УСЛОВИЕ ЗАДАЧИ
Покажите каждую строку приведенных ниже записей, в которой встречается слово «vegetation», переписав эти строки без изменений.

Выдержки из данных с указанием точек
- - -

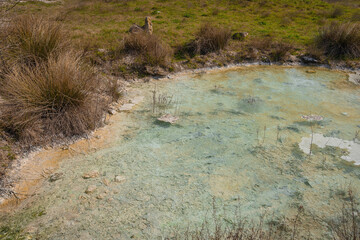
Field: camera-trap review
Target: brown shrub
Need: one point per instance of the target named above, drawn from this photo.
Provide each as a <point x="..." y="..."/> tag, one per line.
<point x="339" y="40"/>
<point x="30" y="39"/>
<point x="208" y="39"/>
<point x="279" y="51"/>
<point x="337" y="12"/>
<point x="151" y="50"/>
<point x="54" y="100"/>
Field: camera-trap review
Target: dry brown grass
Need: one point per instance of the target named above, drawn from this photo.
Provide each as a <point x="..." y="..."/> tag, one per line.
<point x="29" y="39"/>
<point x="54" y="100"/>
<point x="149" y="49"/>
<point x="339" y="40"/>
<point x="208" y="39"/>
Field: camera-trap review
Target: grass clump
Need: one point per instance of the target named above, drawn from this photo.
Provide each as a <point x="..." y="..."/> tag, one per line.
<point x="339" y="40"/>
<point x="30" y="39"/>
<point x="280" y="51"/>
<point x="209" y="38"/>
<point x="55" y="99"/>
<point x="149" y="48"/>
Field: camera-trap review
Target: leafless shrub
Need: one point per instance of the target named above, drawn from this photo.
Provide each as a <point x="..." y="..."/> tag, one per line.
<point x="279" y="51"/>
<point x="149" y="48"/>
<point x="238" y="228"/>
<point x="208" y="39"/>
<point x="346" y="225"/>
<point x="339" y="40"/>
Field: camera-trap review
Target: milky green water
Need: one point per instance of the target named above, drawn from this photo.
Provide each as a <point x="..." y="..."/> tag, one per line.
<point x="236" y="142"/>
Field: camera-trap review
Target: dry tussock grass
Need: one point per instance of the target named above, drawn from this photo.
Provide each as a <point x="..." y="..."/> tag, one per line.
<point x="339" y="40"/>
<point x="56" y="99"/>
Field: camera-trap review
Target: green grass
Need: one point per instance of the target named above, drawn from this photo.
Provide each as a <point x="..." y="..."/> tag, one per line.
<point x="101" y="24"/>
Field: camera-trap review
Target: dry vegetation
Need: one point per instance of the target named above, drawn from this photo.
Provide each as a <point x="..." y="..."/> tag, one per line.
<point x="209" y="38"/>
<point x="149" y="48"/>
<point x="339" y="40"/>
<point x="47" y="91"/>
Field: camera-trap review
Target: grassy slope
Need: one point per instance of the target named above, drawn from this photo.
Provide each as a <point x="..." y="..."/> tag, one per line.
<point x="102" y="24"/>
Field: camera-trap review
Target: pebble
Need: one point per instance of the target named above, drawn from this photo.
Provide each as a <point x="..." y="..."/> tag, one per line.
<point x="101" y="196"/>
<point x="112" y="111"/>
<point x="92" y="174"/>
<point x="120" y="179"/>
<point x="56" y="176"/>
<point x="106" y="182"/>
<point x="90" y="189"/>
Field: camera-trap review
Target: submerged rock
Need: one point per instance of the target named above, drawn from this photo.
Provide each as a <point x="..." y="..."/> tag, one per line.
<point x="168" y="118"/>
<point x="322" y="142"/>
<point x="120" y="179"/>
<point x="90" y="189"/>
<point x="92" y="174"/>
<point x="56" y="176"/>
<point x="312" y="117"/>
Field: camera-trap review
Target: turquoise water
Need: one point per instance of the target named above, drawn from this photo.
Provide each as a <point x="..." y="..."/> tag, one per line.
<point x="236" y="143"/>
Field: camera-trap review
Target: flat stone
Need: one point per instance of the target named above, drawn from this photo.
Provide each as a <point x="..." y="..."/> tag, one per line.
<point x="101" y="196"/>
<point x="112" y="111"/>
<point x="168" y="118"/>
<point x="126" y="107"/>
<point x="120" y="179"/>
<point x="106" y="182"/>
<point x="90" y="189"/>
<point x="322" y="141"/>
<point x="92" y="174"/>
<point x="56" y="176"/>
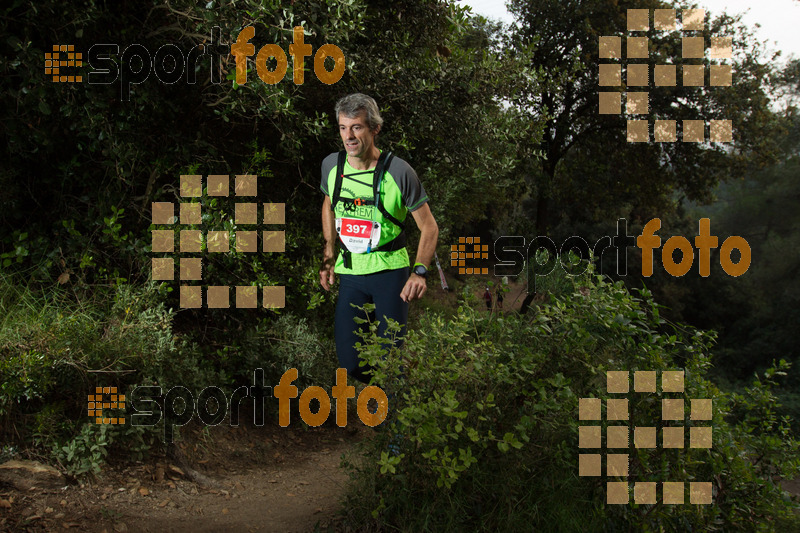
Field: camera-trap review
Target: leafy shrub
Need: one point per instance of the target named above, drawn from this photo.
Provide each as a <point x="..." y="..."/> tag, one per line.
<point x="55" y="350"/>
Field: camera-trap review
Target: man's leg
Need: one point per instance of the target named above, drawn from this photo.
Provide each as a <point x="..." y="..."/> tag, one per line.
<point x="386" y="288"/>
<point x="351" y="291"/>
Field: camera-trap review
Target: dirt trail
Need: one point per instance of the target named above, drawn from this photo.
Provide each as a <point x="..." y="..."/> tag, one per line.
<point x="270" y="479"/>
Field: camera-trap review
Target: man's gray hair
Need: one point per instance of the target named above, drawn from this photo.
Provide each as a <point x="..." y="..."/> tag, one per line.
<point x="353" y="104"/>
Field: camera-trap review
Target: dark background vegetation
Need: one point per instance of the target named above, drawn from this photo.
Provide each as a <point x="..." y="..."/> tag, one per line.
<point x="502" y="126"/>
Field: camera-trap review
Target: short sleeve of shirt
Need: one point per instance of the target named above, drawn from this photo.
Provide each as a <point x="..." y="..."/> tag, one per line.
<point x="411" y="189"/>
<point x="328" y="164"/>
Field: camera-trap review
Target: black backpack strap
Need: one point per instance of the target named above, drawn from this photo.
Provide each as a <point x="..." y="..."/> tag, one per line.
<point x="384" y="161"/>
<point x="337" y="187"/>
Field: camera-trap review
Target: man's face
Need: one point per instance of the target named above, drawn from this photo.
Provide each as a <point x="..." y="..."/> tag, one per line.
<point x="358" y="139"/>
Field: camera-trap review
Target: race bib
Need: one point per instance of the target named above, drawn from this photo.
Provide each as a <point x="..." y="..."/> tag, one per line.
<point x="358" y="235"/>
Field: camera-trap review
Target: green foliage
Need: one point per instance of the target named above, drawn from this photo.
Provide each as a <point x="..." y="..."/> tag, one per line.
<point x="591" y="172"/>
<point x="485" y="423"/>
<point x="54" y="351"/>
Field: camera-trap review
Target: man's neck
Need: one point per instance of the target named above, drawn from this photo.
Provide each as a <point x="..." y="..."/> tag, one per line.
<point x="367" y="162"/>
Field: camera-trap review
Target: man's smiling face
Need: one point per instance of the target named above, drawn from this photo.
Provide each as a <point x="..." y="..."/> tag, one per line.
<point x="358" y="139"/>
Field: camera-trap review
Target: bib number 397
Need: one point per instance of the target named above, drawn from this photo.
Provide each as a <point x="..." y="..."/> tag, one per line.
<point x="356" y="234"/>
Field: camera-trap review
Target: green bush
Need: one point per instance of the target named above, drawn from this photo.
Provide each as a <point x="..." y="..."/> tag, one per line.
<point x="485" y="420"/>
<point x="55" y="349"/>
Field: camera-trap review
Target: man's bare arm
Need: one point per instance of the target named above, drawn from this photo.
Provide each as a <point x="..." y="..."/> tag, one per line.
<point x="429" y="235"/>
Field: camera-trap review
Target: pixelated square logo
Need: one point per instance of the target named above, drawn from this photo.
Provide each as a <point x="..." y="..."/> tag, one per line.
<point x="106" y="398"/>
<point x="633" y="76"/>
<point x="58" y="63"/>
<point x="621" y="438"/>
<point x="464" y="254"/>
<point x="180" y="231"/>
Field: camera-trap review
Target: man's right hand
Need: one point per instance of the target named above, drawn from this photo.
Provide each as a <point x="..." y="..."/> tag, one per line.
<point x="326" y="275"/>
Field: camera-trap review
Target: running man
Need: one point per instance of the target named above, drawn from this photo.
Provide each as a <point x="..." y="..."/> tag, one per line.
<point x="368" y="195"/>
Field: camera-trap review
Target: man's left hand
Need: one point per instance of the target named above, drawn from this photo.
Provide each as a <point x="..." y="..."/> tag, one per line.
<point x="414" y="289"/>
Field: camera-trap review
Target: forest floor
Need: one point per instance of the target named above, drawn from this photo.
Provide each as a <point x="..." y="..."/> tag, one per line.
<point x="265" y="479"/>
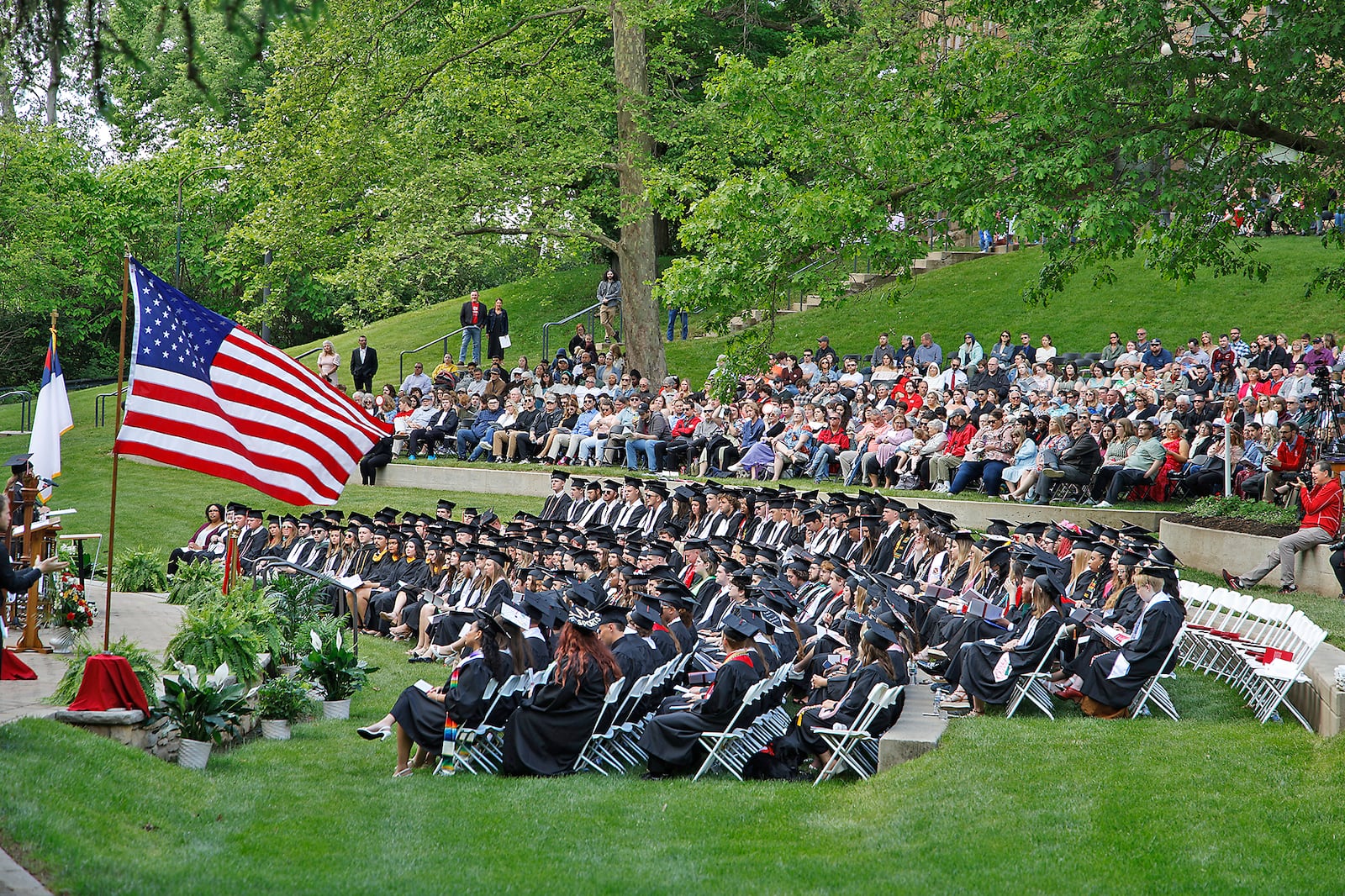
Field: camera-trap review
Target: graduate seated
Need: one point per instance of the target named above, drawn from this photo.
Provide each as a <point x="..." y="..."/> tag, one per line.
<point x="423" y="714"/>
<point x="549" y="730"/>
<point x="1110" y="681"/>
<point x="874" y="667"/>
<point x="985" y="670"/>
<point x="672" y="737"/>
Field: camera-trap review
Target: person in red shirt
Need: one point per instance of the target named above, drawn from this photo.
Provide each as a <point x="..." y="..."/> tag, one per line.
<point x="1321" y="522"/>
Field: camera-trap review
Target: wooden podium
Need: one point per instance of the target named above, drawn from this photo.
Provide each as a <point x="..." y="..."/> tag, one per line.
<point x="38" y="540"/>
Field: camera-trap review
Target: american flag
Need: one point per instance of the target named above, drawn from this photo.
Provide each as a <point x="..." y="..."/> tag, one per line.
<point x="210" y="396"/>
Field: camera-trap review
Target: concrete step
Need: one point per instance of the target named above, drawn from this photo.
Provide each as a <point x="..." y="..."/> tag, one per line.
<point x="916" y="732"/>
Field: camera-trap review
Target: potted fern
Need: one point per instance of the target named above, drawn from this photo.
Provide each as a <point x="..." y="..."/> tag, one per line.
<point x="282" y="703"/>
<point x="217" y="634"/>
<point x="202" y="709"/>
<point x="336" y="672"/>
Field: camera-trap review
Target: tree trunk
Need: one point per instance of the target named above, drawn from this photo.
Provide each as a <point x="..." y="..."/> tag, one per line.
<point x="641" y="329"/>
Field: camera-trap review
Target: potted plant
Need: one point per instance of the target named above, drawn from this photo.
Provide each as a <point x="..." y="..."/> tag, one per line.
<point x="71" y="615"/>
<point x="336" y="672"/>
<point x="202" y="709"/>
<point x="280" y="703"/>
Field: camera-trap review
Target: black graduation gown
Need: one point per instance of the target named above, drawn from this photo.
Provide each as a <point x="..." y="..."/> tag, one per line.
<point x="685" y="636"/>
<point x="674" y="736"/>
<point x="636" y="658"/>
<point x="663" y="645"/>
<point x="548" y="730"/>
<point x="423" y="719"/>
<point x="1145" y="654"/>
<point x="979" y="660"/>
<point x="847" y="709"/>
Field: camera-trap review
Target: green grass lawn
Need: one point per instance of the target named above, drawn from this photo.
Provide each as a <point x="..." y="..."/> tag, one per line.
<point x="159" y="508"/>
<point x="1214" y="804"/>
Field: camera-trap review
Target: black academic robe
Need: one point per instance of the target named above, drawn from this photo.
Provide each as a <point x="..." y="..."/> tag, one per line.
<point x="1145" y="656"/>
<point x="847" y="709"/>
<point x="685" y="636"/>
<point x="674" y="736"/>
<point x="549" y="730"/>
<point x="979" y="658"/>
<point x="663" y="645"/>
<point x="423" y="719"/>
<point x="636" y="658"/>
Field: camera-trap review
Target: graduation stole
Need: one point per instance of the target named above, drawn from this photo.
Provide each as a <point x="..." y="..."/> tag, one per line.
<point x="448" y="756"/>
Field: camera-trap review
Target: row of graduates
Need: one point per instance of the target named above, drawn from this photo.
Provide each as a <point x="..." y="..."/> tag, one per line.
<point x="793" y="596"/>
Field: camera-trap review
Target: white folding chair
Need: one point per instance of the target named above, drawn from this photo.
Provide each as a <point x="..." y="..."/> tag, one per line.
<point x="1153" y="689"/>
<point x="1270" y="683"/>
<point x="1033" y="685"/>
<point x="600" y="724"/>
<point x="857" y="747"/>
<point x="719" y="741"/>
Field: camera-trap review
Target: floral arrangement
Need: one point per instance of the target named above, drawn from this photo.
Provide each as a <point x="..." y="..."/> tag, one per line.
<point x="71" y="609"/>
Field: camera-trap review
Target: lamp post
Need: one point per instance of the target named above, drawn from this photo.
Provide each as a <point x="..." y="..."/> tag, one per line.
<point x="177" y="266"/>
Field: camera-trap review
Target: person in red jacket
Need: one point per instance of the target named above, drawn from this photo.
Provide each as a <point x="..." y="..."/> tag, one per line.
<point x="1321" y="521"/>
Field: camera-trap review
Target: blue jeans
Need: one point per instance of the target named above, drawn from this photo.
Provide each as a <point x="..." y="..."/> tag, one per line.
<point x="822" y="458"/>
<point x="636" y="447"/>
<point x="990" y="472"/>
<point x="672" y="314"/>
<point x="474" y="336"/>
<point x="484" y="444"/>
<point x="468" y="439"/>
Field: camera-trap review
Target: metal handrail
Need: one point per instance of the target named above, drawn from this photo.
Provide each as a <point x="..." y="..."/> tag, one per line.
<point x="100" y="405"/>
<point x="279" y="566"/>
<point x="401" y="358"/>
<point x="546" y="327"/>
<point x="24" y="408"/>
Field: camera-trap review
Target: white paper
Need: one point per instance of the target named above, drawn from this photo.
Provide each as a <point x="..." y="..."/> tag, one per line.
<point x="1120" y="667"/>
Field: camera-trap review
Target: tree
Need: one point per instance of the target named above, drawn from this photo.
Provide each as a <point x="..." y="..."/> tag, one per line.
<point x="1106" y="129"/>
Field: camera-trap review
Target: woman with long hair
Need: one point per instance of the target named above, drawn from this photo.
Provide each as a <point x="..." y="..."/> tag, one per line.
<point x="874" y="669"/>
<point x="672" y="737"/>
<point x="205" y="541"/>
<point x="546" y="734"/>
<point x="424" y="717"/>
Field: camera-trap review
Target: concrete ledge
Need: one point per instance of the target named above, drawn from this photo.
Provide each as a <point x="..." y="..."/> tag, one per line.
<point x="535" y="482"/>
<point x="1214" y="549"/>
<point x="104" y="717"/>
<point x="915" y="734"/>
<point x="1321" y="701"/>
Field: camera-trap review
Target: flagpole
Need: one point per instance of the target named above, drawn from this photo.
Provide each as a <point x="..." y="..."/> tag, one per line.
<point x="116" y="430"/>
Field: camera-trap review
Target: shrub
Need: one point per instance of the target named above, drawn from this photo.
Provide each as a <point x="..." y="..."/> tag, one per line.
<point x="203" y="709"/>
<point x="141" y="662"/>
<point x="284" y="698"/>
<point x="194" y="582"/>
<point x="334" y="667"/>
<point x="1243" y="509"/>
<point x="140" y="569"/>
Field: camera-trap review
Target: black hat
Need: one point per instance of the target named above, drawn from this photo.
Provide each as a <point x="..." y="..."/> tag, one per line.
<point x="739" y="625"/>
<point x="585" y="619"/>
<point x="878" y="635"/>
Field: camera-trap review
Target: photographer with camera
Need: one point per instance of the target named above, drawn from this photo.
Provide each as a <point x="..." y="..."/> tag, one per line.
<point x="1320" y="525"/>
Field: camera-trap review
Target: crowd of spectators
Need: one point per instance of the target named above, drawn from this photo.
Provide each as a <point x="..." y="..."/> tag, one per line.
<point x="1020" y="420"/>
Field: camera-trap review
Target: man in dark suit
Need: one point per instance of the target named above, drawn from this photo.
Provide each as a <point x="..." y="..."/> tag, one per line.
<point x="363" y="365"/>
<point x="1078" y="463"/>
<point x="557" y="502"/>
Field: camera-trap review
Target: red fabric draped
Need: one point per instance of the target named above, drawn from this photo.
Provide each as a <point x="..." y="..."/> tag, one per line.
<point x="109" y="683"/>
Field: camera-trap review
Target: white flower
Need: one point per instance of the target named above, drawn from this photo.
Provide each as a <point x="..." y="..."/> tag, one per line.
<point x="217" y="680"/>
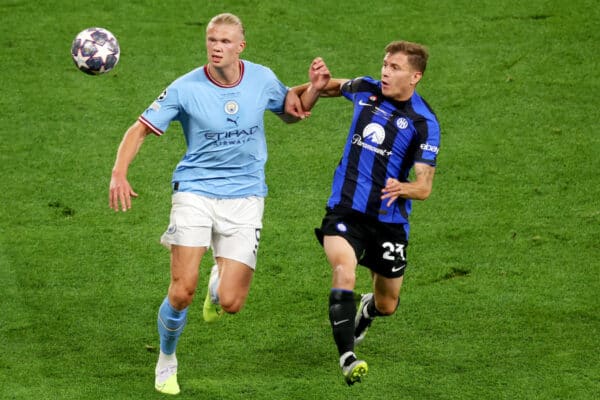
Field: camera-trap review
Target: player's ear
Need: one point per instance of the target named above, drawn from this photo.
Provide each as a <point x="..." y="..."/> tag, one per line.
<point x="242" y="46"/>
<point x="416" y="77"/>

- - -

ОТВЕТ К УПРАЖНЕНИЮ
Target: dry vegetation
Target: dark background vegetation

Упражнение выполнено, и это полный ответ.